🚀 Emerging Patterns and Modern Integrations¶

🏠 Home > 💻 Code Examples > 🚀 Emerging Patterns

🌟 Cutting-Edge Integration Patterns Explore modern integration patterns for Unity Catalog, Microsoft Fabric, and real-time analytics with Azure Synapse Analytics and related services.

📋 Table of Contents¶

Unity Catalog Integration
Microsoft Fabric Integration
Real-Time Analytics with Eventhouse
Advanced Patterns

🗄️ Unity Catalog Integration¶

🔐 Unified Data Governance Unity Catalog provides centralized governance, security, and discoverability for data and AI assets across clouds.

Overview¶

Unity Catalog integration with Azure Synapse enables:

Centralized Metadata Management: Single source of truth for data assets
Fine-Grained Access Control: Column-level and row-level security
Data Lineage Tracking: End-to-end visibility of data flows
Multi-Cloud Support: Consistent governance across environments

Architecture Pattern¶

graph LR
    A[Unity Catalog] --> B[Azure Synapse Spark]
    A --> C[Azure Databricks]
    A --> D[External Compute]

    B --> E[Delta Tables]
    C --> E
    D --> E

    E --> F[ADLS Gen2]

    A --> G[Governance Layer]
    G --> H[Access Control]
    G --> I[Data Lineage]
    G --> J[Audit Logs]

    style A fill:#FF6B6B
    style B fill:#4ECDC4
    style E fill:#95E1D3
    style G fill:#F7DC6F

Configuration Example¶

# Configure Unity Catalog connection in Synapse Spark
from pyspark.sql import SparkSession

# Initialize Spark with Unity Catalog
spark = SparkSession.builder \
    .appName("UnifyCatalogIntegration") \
    .config("spark.databricks.unityCatalog.enabled", "true") \
    .config("spark.databricks.unityCatalog.metastore", "azuredatabricks://your-workspace") \
    .config("spark.databricks.delta.preview.enabled", "true") \
    .getOrCreate()

※

GIVEN EXERCISE: Reproduce the entire Unity Catalog integration page, character for character. The entries have no connection to the Unity Catalog page.

※

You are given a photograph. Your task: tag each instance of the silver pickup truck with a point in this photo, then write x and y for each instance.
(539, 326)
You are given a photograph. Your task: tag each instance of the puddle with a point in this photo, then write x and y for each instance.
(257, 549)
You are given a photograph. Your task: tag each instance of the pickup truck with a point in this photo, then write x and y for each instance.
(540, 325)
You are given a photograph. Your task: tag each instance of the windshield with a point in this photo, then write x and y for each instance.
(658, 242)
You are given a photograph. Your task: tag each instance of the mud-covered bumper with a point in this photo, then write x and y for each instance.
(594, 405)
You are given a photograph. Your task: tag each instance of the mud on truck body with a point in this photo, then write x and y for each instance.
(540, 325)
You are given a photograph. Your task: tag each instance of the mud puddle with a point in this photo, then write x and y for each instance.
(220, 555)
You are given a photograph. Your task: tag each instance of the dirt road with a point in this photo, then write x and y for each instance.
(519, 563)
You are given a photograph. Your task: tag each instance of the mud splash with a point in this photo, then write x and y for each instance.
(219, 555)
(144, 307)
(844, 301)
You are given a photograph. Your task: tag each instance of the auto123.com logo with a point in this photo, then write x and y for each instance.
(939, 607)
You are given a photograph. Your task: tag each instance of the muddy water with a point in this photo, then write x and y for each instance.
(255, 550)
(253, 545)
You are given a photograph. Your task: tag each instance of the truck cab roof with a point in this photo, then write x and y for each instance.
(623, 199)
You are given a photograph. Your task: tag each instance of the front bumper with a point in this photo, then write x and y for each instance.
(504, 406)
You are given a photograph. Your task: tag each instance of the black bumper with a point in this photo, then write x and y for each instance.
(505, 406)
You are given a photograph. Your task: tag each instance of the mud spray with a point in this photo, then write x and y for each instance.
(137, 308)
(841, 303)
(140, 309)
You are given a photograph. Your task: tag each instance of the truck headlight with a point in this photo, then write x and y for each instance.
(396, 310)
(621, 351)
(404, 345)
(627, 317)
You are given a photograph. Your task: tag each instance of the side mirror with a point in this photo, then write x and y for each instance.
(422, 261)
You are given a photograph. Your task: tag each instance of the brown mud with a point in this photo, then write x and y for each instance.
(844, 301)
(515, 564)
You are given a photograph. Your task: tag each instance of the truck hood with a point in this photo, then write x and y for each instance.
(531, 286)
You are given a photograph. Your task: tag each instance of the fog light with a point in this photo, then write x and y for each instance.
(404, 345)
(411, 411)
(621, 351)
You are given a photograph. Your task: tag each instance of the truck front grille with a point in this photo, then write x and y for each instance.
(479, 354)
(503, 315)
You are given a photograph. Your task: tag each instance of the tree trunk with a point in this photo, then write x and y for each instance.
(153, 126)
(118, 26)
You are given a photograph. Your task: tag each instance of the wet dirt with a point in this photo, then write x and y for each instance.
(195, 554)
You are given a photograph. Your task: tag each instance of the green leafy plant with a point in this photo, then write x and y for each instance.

※

FINAL RESULT:
🚀 Emerging Patterns and Modern Integrations¶

🏠 Home > 💻 Code Examples > 🚀 Emerging Patterns

🌟 Cutting-Edge Integration Patterns Explore modern integration patterns for Unity Catalog, Microsoft Fabric, and real-time analytics with Azure Synapse Analytics and related services.

📋 Table of Contents¶

Unity Catalog Integration
Microsoft Fabric Integration
Real-Time Analytics with Eventhouse
Advanced Patterns

🗄️ Unity Catalog Integration¶

🔐 Unified Data Governance Unity Catalog provides centralized governance, security, and discoverability for data and AI assets across clouds.

Overview¶

Unity Catalog integration with Azure Synapse enables:

Centralized Metadata Management: Single source of truth for data assets
Fine-Grained Access Control: Column-level and row-level security
Data Lineage Tracking: End-to-end visibility of data flows
Multi-Cloud Support: Consistent governance across environments

Architecture Pattern¶

graph LR
    A[Unity Catalog] --> B[Azure Synapse Spark]
    A --> C[Azure Databricks]
    A --> D[External Compute]

    B --> E[Delta Tables]
    C --> E
    D --> E

    E --> F[ADLS Gen2]

    A --> G[Governance Layer]
    G --> H[Access Control]
    G --> I[Data Lineage]
    G --> J[Audit Logs]

    style A fill:#FF6B6B
    style B fill:#4ECDC4
    style E fill:#95E1D3
    style G fill:#F7DC6F

Configuration Example¶

# Configure Unity Catalog connection in Synapse Spark
from pyspark.sql import SparkSession

# Initialize Spark with Unity Catalog
spark = SparkSession.builder \
    .appName("UnifyCatalogIntegration") \
    .config("spark.databricks.unityCatalog.enabled", "true") \
    .config("spark.databricks.unityCatalog.metastore", "azuredatabricks://your-workspace") \
    .config("spark.databricks.delta.preview.enabled", "true") \
    .getOrCreate()